## Passage shown

· · · · · · ·

# The A To Z Of Watch Brands



## BGM (Jan 21, 2009)

Right, had an idea for a thread, don't think it's been done before (well had a look and couldn't find anything similar) apologies if it has.....

The idea is 'The A to Z' of watch brands, and it goes like this.

For each letter in the alphabet we get one picture of a watch/watches from a single BRAND that represents that letter. We do three brands for each letter before moving on to the next and see if (and how quickly) we can get through the whole alphabet!

Just a few 'rules' to keep it interesting;

- I know some guys out there could probably do this single-handed, so one picture per member per letter only please.

- The pictures must be taken by you and be of a watch you own or have owned (no library/marketing pics please).

- No rules as to watches, they can be swiss, jap, russian etc. quartz, auto, manual etc. Only stipulation is that it is a genuine watch.

- The BRAND must coincide with the letter NOT the watch model.

- Three brands only per letter, after three move on to the next letter.

- The picture must show a watch or watches for that brand only, so no mixed collection/group shots (bobbymonks :derisive: ) saying 'Omega, it's the one second in from the left on the top row!'

I think that's it. I'm interested to see what people come up with and how far we get and how fast.

· · · · · · ·

## Problem set
A - According to the watch brands thread, how many brands does each letter get before moving on?
B - Reproduce the watch brands thread from "The idea is" through "letter only please.", substituting "initial" for "letter" throughout.
C - Please continue the watch brands thread from the point where it stops.

· · · · · · ·

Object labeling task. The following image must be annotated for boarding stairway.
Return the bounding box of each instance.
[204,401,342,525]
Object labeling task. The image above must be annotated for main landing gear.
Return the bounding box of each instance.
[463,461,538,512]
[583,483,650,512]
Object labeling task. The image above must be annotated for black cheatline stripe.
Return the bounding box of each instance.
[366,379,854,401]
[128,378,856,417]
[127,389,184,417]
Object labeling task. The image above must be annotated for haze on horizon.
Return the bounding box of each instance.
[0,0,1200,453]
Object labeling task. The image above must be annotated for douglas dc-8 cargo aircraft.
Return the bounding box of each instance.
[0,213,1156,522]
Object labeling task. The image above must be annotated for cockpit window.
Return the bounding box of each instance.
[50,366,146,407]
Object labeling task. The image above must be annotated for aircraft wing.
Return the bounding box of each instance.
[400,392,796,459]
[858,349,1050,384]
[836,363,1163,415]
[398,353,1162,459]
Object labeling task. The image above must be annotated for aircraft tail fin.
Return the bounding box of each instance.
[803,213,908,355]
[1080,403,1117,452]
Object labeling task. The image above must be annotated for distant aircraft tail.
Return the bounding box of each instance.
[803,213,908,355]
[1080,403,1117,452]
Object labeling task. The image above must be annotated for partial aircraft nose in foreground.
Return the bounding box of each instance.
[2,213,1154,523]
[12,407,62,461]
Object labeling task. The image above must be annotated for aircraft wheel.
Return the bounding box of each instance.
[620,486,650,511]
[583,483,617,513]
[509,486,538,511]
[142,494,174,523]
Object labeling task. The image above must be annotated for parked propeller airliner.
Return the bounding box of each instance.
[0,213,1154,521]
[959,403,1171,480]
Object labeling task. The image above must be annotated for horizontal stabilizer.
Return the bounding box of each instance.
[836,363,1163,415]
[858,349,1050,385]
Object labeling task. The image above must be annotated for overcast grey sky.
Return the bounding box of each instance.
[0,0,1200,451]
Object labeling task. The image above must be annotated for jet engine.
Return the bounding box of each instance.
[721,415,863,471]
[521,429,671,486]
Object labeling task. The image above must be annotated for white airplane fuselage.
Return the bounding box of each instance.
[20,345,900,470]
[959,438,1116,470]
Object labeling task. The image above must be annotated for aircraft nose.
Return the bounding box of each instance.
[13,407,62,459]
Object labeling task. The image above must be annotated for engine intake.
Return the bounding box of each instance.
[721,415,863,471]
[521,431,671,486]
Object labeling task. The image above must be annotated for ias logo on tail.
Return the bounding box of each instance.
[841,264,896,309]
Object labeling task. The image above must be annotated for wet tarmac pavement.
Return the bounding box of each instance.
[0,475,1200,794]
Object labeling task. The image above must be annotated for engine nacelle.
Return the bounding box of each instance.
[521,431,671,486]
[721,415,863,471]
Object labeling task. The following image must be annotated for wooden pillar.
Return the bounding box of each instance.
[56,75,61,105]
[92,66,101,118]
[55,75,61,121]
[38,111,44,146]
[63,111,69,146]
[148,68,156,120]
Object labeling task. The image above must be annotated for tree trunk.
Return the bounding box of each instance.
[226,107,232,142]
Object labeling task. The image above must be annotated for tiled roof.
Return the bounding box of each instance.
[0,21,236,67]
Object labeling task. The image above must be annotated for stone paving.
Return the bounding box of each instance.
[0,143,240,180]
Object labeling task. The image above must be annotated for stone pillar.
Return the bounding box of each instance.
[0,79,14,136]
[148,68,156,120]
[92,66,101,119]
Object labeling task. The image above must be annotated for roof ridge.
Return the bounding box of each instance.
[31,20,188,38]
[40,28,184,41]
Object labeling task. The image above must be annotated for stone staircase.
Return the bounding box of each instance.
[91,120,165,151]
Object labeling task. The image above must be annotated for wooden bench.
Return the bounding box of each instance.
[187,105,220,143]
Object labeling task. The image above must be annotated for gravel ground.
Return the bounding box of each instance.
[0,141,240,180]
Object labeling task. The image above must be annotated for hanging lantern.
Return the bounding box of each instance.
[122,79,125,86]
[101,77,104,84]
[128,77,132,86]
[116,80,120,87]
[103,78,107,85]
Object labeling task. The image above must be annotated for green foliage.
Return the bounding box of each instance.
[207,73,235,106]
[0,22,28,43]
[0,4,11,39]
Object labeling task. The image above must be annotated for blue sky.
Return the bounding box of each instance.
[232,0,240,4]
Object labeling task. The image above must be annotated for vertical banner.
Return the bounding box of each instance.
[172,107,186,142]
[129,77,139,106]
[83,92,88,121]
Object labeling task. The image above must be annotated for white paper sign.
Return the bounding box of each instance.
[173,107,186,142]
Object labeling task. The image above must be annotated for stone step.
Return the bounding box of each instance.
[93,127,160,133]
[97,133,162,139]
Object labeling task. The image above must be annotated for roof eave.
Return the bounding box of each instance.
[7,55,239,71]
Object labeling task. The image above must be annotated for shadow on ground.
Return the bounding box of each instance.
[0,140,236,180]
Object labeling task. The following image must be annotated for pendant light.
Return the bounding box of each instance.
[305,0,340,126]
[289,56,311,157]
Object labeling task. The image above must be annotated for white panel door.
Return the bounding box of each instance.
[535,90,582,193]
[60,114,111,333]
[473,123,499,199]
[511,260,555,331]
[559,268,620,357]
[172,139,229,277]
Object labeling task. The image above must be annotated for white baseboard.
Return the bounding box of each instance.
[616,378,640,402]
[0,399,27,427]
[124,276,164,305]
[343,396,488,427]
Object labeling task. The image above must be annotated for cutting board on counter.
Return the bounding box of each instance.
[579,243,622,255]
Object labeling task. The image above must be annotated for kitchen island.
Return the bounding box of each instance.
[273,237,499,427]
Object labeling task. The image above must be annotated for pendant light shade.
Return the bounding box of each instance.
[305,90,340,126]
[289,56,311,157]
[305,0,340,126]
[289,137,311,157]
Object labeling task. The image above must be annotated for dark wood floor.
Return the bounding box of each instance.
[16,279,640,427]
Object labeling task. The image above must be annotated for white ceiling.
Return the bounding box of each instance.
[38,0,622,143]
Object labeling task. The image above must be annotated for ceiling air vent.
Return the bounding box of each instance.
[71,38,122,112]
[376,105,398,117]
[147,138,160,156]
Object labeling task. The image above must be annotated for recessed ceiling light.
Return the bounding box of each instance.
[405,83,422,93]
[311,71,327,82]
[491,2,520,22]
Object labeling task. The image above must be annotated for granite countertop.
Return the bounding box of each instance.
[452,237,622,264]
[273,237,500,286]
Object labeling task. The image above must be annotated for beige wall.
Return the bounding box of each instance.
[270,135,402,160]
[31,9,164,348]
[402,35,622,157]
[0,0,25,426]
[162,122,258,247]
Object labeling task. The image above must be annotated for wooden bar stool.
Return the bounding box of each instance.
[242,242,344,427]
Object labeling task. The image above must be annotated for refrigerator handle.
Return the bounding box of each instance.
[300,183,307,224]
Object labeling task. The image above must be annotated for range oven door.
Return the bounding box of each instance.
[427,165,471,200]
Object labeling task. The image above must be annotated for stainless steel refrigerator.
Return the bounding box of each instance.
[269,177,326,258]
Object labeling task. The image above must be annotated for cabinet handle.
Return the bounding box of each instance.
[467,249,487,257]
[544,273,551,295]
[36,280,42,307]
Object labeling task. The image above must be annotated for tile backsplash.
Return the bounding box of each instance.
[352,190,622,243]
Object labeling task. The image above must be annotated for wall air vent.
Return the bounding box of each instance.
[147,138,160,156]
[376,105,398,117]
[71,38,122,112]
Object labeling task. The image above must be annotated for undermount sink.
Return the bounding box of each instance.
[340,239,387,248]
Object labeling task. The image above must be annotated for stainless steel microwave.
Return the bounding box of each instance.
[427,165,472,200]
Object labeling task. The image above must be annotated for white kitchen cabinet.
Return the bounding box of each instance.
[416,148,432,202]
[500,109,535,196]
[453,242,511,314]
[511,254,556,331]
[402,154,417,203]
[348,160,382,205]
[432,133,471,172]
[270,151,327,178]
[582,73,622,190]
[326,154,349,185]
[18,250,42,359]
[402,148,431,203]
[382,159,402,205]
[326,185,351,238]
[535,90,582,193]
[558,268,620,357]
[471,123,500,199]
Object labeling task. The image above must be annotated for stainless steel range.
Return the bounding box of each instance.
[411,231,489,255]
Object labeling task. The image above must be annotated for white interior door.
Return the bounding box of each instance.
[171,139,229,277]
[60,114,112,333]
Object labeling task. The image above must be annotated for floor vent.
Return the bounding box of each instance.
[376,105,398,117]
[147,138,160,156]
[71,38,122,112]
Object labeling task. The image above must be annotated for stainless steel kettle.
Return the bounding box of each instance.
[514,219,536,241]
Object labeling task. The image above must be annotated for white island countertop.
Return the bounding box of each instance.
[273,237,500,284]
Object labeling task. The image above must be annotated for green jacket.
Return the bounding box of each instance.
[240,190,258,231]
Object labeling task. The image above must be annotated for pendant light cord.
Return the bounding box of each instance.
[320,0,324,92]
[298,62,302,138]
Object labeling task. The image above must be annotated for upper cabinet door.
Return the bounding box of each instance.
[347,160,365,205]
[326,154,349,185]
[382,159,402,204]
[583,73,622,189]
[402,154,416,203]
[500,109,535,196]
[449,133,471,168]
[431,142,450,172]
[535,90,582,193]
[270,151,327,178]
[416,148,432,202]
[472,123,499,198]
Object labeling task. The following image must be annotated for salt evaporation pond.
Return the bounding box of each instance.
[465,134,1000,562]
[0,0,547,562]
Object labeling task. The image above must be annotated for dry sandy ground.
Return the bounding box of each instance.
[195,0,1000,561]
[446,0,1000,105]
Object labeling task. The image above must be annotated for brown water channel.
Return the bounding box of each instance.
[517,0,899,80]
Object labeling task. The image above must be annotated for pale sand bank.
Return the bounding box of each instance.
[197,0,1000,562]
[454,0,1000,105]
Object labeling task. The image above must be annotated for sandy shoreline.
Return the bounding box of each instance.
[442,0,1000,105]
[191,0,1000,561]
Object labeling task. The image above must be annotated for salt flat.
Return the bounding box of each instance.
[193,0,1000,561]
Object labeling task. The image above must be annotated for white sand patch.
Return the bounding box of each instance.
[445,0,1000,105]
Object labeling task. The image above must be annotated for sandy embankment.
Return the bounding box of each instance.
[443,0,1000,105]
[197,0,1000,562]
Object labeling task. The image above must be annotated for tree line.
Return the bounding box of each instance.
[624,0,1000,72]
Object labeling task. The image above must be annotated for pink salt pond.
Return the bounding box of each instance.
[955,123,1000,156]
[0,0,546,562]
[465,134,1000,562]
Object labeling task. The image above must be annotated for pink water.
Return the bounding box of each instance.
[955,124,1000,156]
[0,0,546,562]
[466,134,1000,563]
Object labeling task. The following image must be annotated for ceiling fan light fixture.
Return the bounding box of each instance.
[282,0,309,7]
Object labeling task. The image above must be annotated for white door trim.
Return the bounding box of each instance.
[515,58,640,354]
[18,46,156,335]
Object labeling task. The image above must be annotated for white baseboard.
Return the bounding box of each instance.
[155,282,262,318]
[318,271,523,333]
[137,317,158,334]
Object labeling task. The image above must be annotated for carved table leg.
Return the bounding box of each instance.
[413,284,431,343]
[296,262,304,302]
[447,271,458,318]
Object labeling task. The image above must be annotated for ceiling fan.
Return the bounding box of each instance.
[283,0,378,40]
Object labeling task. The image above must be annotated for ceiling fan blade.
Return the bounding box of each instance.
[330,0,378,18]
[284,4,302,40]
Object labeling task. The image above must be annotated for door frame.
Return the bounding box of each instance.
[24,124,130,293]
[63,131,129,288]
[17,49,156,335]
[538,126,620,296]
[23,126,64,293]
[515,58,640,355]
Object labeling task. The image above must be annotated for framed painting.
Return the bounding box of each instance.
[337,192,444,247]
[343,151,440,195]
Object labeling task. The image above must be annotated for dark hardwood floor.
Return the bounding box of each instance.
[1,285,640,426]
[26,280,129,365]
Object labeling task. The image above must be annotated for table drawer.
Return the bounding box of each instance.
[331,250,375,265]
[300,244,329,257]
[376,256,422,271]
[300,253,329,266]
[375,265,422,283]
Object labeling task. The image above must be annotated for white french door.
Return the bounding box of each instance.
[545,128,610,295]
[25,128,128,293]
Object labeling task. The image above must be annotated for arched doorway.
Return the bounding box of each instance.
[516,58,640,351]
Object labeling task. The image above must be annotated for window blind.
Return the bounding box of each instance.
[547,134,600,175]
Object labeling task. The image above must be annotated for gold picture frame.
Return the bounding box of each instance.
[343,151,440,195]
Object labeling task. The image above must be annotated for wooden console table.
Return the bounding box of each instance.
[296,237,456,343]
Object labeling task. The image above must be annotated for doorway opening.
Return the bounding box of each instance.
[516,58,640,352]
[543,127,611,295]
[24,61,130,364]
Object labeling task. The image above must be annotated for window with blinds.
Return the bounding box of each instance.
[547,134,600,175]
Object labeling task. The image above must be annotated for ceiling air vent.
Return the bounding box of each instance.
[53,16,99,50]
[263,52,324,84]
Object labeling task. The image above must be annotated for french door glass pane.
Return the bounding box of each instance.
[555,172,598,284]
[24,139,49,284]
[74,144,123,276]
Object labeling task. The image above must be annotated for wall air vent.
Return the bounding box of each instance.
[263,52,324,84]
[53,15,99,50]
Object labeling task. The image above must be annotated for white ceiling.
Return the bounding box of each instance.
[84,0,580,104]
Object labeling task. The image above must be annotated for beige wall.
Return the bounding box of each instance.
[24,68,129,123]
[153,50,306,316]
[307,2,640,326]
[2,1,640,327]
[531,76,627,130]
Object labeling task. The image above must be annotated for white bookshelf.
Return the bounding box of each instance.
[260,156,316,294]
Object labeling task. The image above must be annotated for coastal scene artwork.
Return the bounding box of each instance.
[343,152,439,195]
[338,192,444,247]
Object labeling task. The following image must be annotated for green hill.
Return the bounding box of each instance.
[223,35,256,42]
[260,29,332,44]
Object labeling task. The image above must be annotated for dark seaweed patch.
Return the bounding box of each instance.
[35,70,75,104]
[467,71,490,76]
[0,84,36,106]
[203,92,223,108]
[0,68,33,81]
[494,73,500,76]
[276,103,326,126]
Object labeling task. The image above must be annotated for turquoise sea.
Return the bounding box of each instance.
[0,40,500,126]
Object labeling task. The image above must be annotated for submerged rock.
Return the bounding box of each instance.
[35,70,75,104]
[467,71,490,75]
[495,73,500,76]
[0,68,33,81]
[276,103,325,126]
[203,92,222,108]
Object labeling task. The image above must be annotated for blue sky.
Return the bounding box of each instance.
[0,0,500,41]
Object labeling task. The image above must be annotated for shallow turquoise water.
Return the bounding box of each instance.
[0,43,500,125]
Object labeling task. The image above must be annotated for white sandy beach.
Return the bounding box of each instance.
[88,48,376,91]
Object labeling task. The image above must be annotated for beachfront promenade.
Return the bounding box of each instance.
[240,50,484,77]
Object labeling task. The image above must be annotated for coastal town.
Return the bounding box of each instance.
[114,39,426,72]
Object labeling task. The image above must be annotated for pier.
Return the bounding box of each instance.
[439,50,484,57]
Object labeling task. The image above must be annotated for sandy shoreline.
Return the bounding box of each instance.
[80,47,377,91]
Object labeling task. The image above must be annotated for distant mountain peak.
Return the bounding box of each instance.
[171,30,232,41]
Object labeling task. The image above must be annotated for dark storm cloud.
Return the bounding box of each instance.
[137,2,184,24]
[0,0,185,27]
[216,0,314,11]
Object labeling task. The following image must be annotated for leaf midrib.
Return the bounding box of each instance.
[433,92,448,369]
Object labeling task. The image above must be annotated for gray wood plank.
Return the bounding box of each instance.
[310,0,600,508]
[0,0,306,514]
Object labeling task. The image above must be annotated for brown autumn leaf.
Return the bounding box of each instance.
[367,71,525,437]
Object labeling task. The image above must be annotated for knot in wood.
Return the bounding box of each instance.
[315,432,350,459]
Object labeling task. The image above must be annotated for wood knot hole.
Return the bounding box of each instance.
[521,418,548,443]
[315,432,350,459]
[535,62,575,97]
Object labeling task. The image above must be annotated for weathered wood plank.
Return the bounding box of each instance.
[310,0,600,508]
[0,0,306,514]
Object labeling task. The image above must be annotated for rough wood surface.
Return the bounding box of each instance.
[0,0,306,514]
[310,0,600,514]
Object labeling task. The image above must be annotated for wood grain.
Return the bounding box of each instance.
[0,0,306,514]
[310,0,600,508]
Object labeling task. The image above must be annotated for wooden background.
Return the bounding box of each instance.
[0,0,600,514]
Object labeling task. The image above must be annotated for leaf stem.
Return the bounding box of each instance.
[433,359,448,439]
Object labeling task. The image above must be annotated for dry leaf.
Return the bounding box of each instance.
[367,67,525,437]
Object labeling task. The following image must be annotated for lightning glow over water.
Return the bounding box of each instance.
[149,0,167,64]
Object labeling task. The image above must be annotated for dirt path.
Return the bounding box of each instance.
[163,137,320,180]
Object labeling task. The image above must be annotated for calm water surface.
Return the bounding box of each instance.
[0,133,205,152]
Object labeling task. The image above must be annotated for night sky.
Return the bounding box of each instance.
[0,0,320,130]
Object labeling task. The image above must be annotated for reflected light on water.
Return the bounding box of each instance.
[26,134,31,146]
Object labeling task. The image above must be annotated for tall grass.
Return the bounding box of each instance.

· · · · · · ·

## The responses
A - Three brands per letter.

B -
The idea is 'The A to Z' of watch brands, and it goes like this.

For each initial in the alphabet we get one picture of a watch/watches from a single BRAND that represents that initial. We do three brands for each initial before moving on to the next and see if (and how quickly) we can get through the whole alphabet!

Just a few 'rules' to keep it interesting;

- I know some guys out there could probably do this single-handed, so one picture per member per initial only please.

C -
To clarify it's three BRANDS per letter, so, for example 'Accurist', 'Alpha' and 'Audemars Piquet', then on to 'B', three for that then so on......

I'll kick things off.....

Alpha :wink2:


----------



## jasonm (Nov 22, 2003)

Audacieuse Spaceman


----------



## Robin S (Nov 1, 2008)

OK, avoiding the obvious A's : AKA Alba


----------



## mjolnir (Jan 3, 2006)

Aquastar Seatime










Edit: oops Just pipped by Robin. That's four for 'A'


----------



## Mutley (Apr 17, 2007)

I'll play

Bulova Accutron


----------



## BondandBigM (Apr 4, 2007)

Sony must be sleeping :lol:


----------



## BlueKnight (Oct 29, 2009)

Avro Arrow


----------



## Robin S (Nov 1, 2008)

... and back to the B's ^_^


----------



## Mutley (Apr 17, 2007)

Chase Durer


----------



## BondandBigM (Apr 4, 2007)

Wrong letter :lol:


----------



## BGM (Jan 21, 2009)

mmmmmmm

Think someone needs to read the concept and 'rules' again.......

I draw your attention to rule number 2, bond :angel_not:


----------



## Mutley (Apr 17, 2007)

BondandBigM said:


> Wrong letter :lol:


Bulova

Breitling

Buler

I make that 3 B's


----------



## SEIKO7A38 (Feb 12, 2009)

Robin S said:


> Just has a quick check, I would struggle to find 3 U's, X's and *Y's* otherwise could do it ....


I can supply the 3 Y's when the time comes. Notta problemo.


----------



## SharkBike (Apr 15, 2005)

EDIT: Sorry...wrong game. :blush:


----------



## dombox40 (Oct 20, 2008)

Caravelle.


----------



## Parabola (Aug 1, 2007)

I think we've only done 2 B's so I'll add this to the mix, my old Benarus


----------



## Mutley (Apr 17, 2007)

Parabola said:


> I think we've only done 2 B's so I'll add this to the mix, my old Benarus





mutley said:


> BondandBigM said:
> 
> 
> > Wrong letter :lol:
> ...


 :wallbash:


----------



## BondandBigM (Apr 4, 2007)

mutley said:


> Parabola said:
> 
> 
> > I think we've only done 2 B's so I'll add this to the mix, my old Benarus
> ...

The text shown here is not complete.